THE PROBLEM:
Starting with the line that contains "Target: cubed bread pile" and stopping after the line that contains "Target: green seasoning powder", copy the entries below exactly. Include nothing else.
___ RECORDED DATA ___
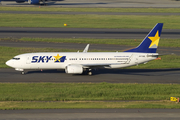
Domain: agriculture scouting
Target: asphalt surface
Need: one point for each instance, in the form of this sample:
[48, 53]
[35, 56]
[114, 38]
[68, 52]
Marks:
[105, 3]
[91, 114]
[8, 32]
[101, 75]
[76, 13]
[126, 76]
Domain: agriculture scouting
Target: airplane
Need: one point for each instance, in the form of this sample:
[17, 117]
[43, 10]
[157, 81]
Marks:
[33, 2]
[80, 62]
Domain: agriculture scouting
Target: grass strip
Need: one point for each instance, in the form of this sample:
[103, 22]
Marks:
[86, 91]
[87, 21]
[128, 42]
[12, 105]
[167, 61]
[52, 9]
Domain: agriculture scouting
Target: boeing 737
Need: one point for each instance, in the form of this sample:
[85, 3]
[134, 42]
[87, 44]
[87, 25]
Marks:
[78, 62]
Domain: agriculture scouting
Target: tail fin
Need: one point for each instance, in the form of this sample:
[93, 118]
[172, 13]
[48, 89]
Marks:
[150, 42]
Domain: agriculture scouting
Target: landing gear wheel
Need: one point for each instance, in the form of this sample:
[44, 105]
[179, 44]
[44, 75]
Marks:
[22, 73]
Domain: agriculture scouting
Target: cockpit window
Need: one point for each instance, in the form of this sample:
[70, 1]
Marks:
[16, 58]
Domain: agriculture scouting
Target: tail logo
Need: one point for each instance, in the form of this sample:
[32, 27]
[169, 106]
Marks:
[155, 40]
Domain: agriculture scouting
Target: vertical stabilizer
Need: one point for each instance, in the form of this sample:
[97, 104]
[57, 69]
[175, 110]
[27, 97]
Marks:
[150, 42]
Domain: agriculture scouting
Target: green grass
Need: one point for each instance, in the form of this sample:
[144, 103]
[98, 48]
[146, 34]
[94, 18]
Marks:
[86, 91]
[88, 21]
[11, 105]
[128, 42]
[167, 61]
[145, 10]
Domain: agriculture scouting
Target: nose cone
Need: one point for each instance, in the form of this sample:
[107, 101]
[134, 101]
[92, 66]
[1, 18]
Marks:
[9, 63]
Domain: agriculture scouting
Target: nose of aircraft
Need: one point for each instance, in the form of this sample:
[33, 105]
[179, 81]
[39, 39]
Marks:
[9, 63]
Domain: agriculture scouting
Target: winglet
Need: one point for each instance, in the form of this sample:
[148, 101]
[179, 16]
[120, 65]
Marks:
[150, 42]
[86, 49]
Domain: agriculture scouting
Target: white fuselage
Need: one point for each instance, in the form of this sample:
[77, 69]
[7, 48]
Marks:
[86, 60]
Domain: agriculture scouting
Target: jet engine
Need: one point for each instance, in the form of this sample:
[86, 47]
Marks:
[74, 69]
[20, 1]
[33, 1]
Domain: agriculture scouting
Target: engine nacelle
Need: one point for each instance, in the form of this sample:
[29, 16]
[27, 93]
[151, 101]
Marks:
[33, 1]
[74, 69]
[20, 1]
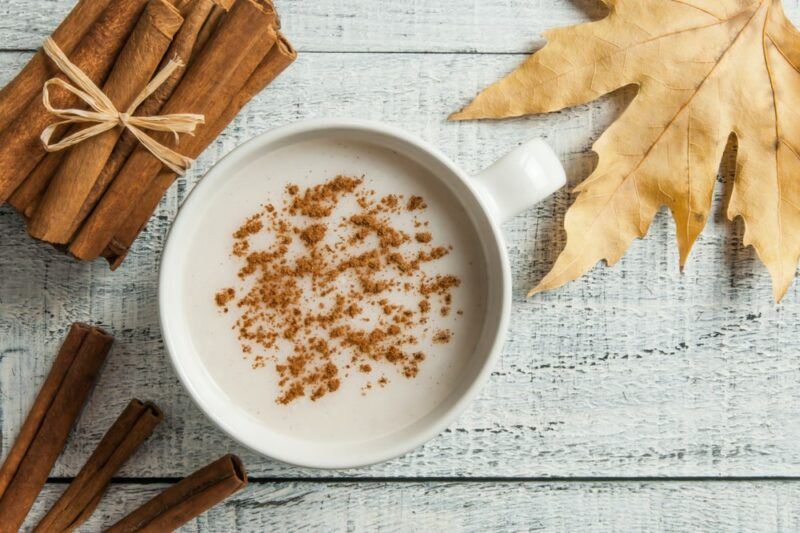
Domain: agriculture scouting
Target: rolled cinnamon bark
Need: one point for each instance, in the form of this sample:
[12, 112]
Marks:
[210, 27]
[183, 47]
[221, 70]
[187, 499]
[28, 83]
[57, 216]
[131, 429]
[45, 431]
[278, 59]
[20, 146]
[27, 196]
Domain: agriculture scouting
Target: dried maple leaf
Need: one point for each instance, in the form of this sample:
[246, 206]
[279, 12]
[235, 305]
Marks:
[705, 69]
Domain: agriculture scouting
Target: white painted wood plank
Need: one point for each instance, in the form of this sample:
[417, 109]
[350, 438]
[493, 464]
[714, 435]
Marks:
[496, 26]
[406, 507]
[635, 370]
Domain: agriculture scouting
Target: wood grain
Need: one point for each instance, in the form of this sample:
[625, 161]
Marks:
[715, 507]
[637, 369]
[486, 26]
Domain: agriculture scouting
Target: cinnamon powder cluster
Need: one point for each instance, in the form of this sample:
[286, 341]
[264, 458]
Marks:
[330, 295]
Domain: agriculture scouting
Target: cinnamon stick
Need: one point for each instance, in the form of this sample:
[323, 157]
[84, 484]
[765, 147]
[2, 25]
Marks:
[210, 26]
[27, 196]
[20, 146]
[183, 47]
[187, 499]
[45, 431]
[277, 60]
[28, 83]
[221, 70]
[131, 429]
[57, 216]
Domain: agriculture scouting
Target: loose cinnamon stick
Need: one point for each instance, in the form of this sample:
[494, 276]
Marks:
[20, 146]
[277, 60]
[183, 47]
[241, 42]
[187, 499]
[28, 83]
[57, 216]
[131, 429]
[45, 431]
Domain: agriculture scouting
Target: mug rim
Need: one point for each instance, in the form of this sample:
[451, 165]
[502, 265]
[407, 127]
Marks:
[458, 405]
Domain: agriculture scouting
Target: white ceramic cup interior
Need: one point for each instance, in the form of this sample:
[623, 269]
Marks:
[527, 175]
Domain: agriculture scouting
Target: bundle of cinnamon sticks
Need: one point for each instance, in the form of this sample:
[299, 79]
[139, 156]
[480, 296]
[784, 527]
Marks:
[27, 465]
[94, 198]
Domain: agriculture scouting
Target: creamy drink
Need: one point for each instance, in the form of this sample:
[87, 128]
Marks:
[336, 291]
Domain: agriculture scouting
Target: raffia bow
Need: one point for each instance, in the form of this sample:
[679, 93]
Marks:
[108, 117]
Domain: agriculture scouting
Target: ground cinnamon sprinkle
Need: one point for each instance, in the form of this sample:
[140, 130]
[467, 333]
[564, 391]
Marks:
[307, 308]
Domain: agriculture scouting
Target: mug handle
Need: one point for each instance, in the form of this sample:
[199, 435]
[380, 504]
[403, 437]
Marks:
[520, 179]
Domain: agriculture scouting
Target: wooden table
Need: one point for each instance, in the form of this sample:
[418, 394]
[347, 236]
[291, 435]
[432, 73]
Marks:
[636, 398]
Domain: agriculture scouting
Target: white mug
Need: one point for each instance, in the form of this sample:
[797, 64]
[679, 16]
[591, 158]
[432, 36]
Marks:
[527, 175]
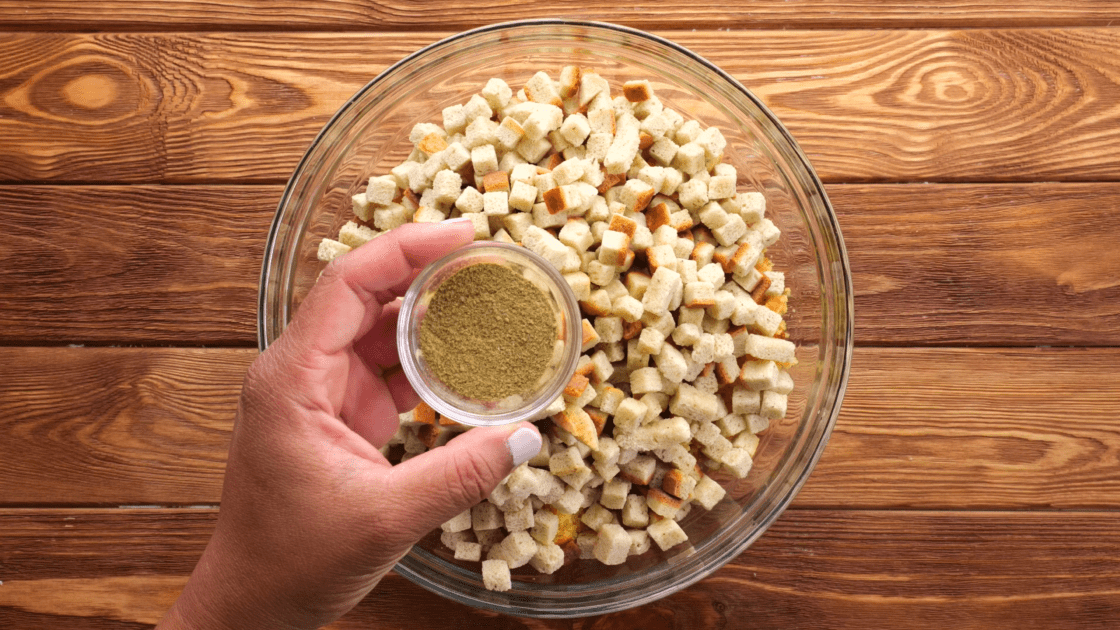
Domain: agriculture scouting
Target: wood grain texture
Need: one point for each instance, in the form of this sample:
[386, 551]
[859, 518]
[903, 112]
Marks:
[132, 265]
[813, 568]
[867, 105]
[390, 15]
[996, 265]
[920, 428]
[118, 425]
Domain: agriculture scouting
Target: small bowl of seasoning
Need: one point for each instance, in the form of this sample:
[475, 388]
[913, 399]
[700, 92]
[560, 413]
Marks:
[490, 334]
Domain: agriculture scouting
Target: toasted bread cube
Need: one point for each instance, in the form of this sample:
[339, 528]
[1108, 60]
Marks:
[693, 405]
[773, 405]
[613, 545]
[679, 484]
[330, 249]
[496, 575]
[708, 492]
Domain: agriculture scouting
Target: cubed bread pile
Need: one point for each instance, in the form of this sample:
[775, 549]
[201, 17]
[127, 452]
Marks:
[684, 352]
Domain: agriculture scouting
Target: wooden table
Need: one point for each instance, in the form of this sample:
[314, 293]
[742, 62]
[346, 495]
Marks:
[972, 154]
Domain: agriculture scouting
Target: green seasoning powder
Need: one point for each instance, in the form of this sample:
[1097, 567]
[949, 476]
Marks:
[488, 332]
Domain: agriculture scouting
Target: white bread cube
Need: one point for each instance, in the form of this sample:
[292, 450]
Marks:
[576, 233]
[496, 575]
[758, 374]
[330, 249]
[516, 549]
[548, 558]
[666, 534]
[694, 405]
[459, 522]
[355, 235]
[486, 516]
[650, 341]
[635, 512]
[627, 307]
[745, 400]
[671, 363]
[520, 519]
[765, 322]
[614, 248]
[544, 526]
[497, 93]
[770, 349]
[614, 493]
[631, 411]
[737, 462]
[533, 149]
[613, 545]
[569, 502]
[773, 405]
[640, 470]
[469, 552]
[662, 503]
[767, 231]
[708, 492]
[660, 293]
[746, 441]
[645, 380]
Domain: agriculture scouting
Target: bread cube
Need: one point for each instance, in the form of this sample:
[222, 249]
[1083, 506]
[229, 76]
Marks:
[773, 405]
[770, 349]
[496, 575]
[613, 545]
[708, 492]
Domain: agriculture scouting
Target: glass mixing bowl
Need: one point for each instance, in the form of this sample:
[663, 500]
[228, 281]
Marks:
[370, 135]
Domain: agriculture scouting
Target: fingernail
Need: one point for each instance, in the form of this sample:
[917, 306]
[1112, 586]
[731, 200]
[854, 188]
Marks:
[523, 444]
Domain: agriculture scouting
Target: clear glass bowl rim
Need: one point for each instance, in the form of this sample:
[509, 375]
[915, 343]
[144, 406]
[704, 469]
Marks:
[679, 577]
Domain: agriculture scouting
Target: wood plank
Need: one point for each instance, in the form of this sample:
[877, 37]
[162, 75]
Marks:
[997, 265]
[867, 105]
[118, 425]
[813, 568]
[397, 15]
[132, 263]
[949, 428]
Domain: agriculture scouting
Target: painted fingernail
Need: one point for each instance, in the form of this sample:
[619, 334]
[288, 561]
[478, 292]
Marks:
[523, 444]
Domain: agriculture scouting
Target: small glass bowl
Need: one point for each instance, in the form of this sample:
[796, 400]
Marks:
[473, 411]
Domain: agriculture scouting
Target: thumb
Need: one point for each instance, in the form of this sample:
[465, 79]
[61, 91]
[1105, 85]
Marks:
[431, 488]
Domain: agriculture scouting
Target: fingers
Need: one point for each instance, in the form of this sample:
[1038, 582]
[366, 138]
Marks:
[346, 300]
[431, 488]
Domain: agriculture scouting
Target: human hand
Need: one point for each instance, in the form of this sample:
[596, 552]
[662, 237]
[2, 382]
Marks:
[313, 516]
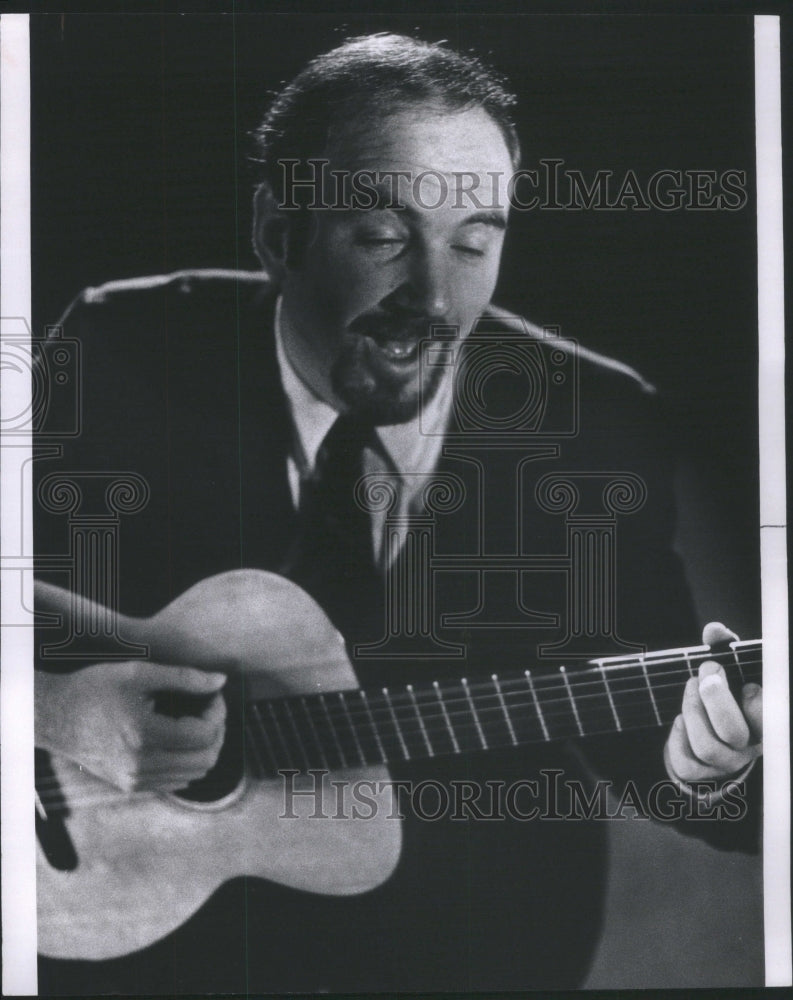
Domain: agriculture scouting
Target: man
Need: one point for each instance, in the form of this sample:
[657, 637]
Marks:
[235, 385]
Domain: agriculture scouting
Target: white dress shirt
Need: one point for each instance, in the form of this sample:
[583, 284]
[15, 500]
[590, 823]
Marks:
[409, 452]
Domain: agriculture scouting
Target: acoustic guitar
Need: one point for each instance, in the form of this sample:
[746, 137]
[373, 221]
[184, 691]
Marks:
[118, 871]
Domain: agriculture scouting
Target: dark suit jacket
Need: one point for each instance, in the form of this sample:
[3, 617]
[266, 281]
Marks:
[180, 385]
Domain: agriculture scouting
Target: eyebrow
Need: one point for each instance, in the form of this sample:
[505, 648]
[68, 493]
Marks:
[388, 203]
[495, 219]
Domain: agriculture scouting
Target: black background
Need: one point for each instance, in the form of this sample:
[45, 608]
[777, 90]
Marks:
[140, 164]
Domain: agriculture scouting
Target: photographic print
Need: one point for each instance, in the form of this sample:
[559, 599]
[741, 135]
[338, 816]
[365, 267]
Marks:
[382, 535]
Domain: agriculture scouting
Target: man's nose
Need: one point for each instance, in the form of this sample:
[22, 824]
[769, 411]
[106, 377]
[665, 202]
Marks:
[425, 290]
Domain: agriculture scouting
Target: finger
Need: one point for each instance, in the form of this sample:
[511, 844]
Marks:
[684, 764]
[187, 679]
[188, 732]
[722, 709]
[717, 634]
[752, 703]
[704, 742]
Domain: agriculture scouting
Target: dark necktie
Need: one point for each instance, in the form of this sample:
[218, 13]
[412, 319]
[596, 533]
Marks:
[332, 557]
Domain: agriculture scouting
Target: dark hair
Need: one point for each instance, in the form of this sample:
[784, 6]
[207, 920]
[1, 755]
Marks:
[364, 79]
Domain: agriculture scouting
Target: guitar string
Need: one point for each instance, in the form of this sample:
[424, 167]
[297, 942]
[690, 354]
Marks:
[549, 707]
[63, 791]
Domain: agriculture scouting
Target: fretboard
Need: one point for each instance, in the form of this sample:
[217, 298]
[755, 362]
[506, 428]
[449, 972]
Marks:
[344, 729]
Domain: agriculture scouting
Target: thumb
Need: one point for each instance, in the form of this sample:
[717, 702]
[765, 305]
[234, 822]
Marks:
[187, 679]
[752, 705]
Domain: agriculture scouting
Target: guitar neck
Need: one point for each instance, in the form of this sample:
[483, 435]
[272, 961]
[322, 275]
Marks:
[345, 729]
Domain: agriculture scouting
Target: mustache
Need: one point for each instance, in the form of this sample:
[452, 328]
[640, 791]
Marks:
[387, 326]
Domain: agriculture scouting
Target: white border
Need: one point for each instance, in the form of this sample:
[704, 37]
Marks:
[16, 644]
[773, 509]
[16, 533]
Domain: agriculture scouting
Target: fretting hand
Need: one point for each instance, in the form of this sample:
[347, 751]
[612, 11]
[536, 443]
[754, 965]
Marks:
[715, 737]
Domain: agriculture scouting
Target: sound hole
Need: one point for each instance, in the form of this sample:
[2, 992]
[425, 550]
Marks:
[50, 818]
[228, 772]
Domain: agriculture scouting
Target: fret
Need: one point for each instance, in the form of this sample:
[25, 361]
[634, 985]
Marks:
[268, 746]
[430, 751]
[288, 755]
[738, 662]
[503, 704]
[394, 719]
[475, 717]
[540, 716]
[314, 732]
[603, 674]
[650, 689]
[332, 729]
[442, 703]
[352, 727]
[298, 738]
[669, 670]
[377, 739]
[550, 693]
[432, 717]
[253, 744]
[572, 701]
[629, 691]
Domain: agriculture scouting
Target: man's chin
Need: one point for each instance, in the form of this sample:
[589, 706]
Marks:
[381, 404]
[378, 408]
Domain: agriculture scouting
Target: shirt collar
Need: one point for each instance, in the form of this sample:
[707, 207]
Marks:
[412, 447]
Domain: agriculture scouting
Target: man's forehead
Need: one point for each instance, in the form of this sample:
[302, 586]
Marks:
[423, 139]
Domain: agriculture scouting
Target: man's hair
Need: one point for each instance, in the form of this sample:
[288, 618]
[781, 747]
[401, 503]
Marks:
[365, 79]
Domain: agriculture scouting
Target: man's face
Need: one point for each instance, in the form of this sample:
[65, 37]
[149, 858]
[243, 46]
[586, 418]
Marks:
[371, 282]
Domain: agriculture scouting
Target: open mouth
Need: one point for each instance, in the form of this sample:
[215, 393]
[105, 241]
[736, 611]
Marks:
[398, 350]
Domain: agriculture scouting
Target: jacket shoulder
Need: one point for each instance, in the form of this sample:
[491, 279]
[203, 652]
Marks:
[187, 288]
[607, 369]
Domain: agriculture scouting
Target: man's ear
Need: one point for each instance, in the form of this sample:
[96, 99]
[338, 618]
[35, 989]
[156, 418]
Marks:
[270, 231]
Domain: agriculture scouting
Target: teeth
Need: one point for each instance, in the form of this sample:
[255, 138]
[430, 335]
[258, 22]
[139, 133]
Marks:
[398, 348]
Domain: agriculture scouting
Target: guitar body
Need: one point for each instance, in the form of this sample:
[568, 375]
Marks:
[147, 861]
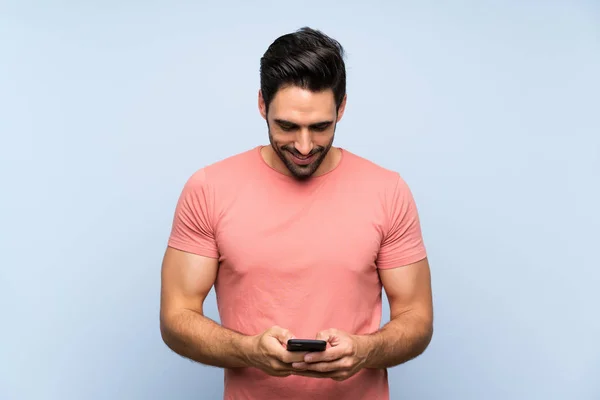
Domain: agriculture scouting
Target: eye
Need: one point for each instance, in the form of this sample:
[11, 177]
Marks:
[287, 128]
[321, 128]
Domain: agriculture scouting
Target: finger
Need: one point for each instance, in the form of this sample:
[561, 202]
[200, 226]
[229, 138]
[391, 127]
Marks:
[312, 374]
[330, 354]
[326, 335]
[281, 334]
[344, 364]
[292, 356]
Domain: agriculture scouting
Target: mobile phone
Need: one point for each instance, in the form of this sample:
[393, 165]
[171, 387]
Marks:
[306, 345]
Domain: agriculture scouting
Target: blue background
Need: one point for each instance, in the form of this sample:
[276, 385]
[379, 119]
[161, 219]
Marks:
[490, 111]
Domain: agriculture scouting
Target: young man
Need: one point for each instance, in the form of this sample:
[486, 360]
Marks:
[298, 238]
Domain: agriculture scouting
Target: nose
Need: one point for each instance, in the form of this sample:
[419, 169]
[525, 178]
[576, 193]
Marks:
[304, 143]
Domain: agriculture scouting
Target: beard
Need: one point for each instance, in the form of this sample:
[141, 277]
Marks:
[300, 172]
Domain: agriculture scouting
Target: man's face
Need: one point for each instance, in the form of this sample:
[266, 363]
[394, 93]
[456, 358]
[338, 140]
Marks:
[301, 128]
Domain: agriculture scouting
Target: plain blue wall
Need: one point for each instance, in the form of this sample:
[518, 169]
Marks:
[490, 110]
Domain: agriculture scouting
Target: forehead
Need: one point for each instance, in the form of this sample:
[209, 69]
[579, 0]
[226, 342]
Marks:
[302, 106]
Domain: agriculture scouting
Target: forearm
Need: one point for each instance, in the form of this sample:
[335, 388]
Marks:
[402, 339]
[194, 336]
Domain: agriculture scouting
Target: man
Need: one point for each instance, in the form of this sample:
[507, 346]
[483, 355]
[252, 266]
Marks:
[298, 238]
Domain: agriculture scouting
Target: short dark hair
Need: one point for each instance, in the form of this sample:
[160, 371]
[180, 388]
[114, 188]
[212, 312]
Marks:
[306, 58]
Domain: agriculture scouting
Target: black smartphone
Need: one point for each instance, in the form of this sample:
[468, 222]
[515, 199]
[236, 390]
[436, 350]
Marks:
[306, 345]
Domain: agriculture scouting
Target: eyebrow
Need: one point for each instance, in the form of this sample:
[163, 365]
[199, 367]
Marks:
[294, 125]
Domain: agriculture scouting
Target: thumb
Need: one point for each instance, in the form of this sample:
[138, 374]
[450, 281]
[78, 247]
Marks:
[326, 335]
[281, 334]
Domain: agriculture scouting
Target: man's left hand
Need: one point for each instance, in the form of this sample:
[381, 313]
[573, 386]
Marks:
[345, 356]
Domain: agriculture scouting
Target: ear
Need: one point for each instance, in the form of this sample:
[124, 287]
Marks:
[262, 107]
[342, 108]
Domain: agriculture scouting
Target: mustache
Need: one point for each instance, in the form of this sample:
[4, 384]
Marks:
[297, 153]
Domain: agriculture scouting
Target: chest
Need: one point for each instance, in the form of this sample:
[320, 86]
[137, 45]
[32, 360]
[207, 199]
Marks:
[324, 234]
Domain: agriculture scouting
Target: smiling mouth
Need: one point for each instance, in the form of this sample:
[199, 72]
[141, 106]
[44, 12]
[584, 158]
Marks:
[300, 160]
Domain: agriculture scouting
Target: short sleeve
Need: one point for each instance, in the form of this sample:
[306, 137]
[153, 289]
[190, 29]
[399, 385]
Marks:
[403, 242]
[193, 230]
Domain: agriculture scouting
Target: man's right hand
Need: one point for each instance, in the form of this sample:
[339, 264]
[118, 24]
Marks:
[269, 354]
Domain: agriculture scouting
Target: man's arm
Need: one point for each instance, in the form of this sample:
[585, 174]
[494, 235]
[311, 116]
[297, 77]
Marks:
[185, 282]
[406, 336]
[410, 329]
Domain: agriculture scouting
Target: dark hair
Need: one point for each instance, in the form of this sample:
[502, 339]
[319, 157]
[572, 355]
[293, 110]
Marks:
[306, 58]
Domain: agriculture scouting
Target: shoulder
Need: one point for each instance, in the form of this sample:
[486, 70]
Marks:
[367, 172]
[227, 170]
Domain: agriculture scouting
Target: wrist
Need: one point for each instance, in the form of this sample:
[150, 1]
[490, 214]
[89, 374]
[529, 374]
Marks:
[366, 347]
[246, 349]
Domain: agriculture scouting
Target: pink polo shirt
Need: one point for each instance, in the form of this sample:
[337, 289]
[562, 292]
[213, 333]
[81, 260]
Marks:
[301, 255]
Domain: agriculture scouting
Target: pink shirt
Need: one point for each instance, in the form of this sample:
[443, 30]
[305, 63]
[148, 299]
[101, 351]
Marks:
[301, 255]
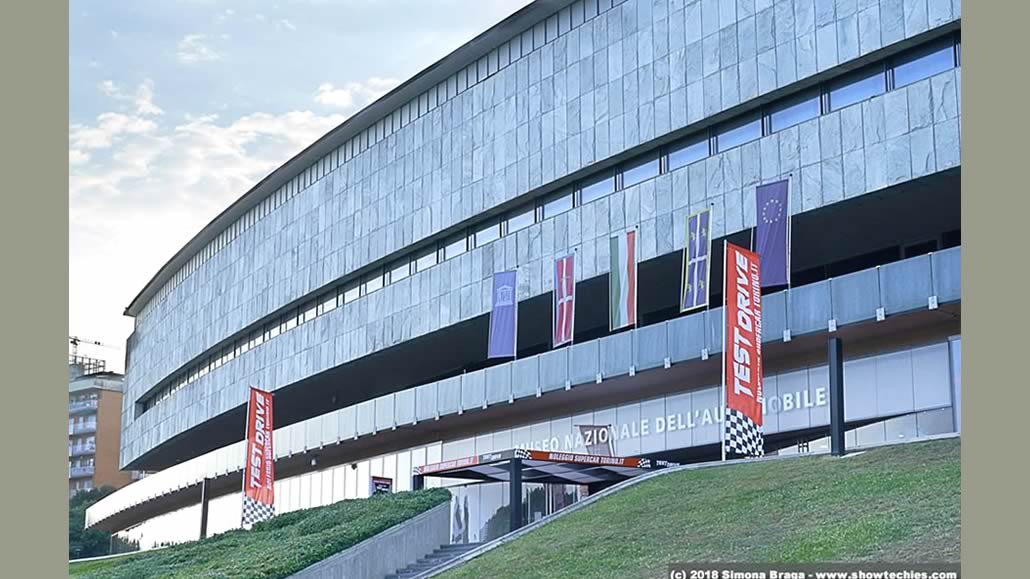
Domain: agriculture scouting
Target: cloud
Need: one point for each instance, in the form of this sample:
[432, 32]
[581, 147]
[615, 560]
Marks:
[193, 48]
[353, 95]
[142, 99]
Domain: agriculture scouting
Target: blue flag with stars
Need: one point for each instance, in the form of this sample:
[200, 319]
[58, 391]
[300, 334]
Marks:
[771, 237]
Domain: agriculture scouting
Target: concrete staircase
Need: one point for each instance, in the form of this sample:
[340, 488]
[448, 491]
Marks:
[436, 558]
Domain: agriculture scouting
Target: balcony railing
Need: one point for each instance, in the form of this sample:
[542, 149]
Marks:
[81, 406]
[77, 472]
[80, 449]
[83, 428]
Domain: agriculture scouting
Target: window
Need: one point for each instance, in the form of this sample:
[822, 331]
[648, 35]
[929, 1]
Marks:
___
RESPONSE TO THE TASK:
Target: cubed bread pile
Need: one point for each instance, in the form of this sample:
[775, 549]
[201, 17]
[127, 452]
Marks:
[684, 352]
Domain: agriculture scouting
Target: wooden table
Need: one point for each instance, in the form of this sample:
[314, 293]
[742, 62]
[346, 495]
Marks:
[972, 154]
Domain: agriculture scouting
Target: green seasoning powder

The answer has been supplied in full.